Excerpt provided:

Advanced processing techniques can combine overlapping scans taken from different positions to produce maps with resolution finer than what a single pass could achieve. Researchers at institutions studying high-resolution underwater mapping have shown that by correcting for distortions in each individual scan and then layering multiple passes together, the final image can capture seafloor geometry more accurately than the raw sonar data alone. These maps include both an echo intensity layer (showing what the bottom looks like) and a probability layer (showing how confident the system is about each mapped area), which helps survey teams decide whether a region needs another pass.
Fishing and Navigation
Recreational and commercial fish finders are miniature active sonar systems. A transducer mounted on the hull sends pulses downward, and the returning echoes are displayed on a screen in real time. The device distinguishes between the hard echo of the seafloor, the softer return from a school of fish, and individual targets suspended in the water column. High-frequency settings (around 200 kHz) are preferred for tracking individual fish and identifying structure in shallow, inland waters, while lower frequencies (around 50 kHz) work better for scanning deep water where fish may be scattered across a wide column.
For navigation, depth sounders use the same echo-ranging principle Fessenden demonstrated over a century ago. The transducer pings the bottom, measures the return time, and displays the water depth beneath the hull. This remains one of the most basic and essential instruments on any vessel.
Medical Ultrasound
The same echo-ranging principle powers medical ultrasound, the imaging technology most people associate with pregnancy scans. Ultrasound machines use the same core concept as underwater sonar: send a pulse of sound into tissue, listen for the echoes, and build an image from the reflections. The key difference is frequency. Clinical ultrasound typically operates between 2 and 12 MHz, far above the range of human hearing (which tops out around 20 kHz) and far higher than the frequencies used in marine sonar. These higher frequencies allow the system to resolve structures as small as a fraction of a millimeter inside the body.
Specialized high-frequency ultrasound systems operating above 15 to 20 MHz push resolution even further, distinguishing structures smaller than 100 microns deep in the tissue. Dermatologists and plastic surgeons use these systems to examine skin layers and detect changes invisible to the naked eye. The technology traces directly back to sonar principles developed during World War I.
Effects on Marine Life
Because sonar fills the water with artificial sound, it can interfere with animals that depend on their own biological sonar or on hearing for communication and navigation. Whales and dolphins are especially vulnerable. Many marine mammal species exhibit behavioral changes in response to naval sonar, and military sonar exercises have been linked to atypical mass strandings, particularly among beaked whales. The intense, low-frequency pulses used by naval systems can travel enormous distances underwater, potentially disrupting animals far from the source.
This concern has led to regulations in some regions that limit sonar use during whale migration seasons or require ships to power down sonar systems when marine mammals are detected nearby. The issue remains one of the most significant environmental trade-offs associated with sonar technology.

Assignment 1: Based on the sonar excerpt, explain in one to three sentences why naval sonar can disturb marine animals located far from the ship that emits it.
Assignment 2: Reproduce the passage of the sonar excerpt from "Effects on Marine" to "from the source.".
The lines after this point are not used in this work.

Records:
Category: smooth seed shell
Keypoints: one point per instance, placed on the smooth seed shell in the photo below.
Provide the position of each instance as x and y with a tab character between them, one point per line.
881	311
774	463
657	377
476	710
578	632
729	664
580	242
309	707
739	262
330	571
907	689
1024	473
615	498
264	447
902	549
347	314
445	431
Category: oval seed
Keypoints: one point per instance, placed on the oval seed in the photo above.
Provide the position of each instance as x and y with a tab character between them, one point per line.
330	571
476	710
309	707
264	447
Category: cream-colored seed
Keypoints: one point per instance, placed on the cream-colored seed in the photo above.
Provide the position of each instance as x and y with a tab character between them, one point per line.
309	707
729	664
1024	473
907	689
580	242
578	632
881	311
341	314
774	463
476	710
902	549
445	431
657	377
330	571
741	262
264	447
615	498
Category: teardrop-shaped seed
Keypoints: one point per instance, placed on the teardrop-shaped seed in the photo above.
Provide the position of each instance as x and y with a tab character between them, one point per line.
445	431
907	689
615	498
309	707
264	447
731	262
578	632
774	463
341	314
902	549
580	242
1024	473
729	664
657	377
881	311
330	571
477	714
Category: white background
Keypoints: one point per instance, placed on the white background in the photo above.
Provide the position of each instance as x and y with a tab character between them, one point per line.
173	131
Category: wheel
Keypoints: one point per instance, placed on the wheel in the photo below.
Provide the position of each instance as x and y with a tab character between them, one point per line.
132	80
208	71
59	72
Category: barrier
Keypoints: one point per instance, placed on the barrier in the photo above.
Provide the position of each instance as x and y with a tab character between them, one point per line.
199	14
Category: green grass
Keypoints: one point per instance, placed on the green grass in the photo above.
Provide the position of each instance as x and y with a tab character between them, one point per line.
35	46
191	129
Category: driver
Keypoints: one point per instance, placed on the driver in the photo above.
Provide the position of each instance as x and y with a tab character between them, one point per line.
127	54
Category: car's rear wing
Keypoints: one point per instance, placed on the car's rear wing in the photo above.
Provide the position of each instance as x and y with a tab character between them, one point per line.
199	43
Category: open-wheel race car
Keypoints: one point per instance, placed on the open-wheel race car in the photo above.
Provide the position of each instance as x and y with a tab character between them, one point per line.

Expected answer 1: Naval systems use intense, low-frequency pulses, and these can travel enormous distances underwater. As a result, the sound can reach and potentially disrupt animals well away from the source.

Expected answer 2:
Effects on Marine Life
Because sonar fills the water with artificial sound, it can interfere with animals that depend on their own biological sonar or on hearing for communication and navigation. Whales and dolphins are especially vulnerable. Many marine mammal species exhibit behavioral changes in response to naval sonar, and military sonar exercises have been linked to atypical mass strandings, particularly among beaked whales. The intense, low-frequency pulses used by naval systems can travel enormous distances underwater, potentially disrupting animals far from the source.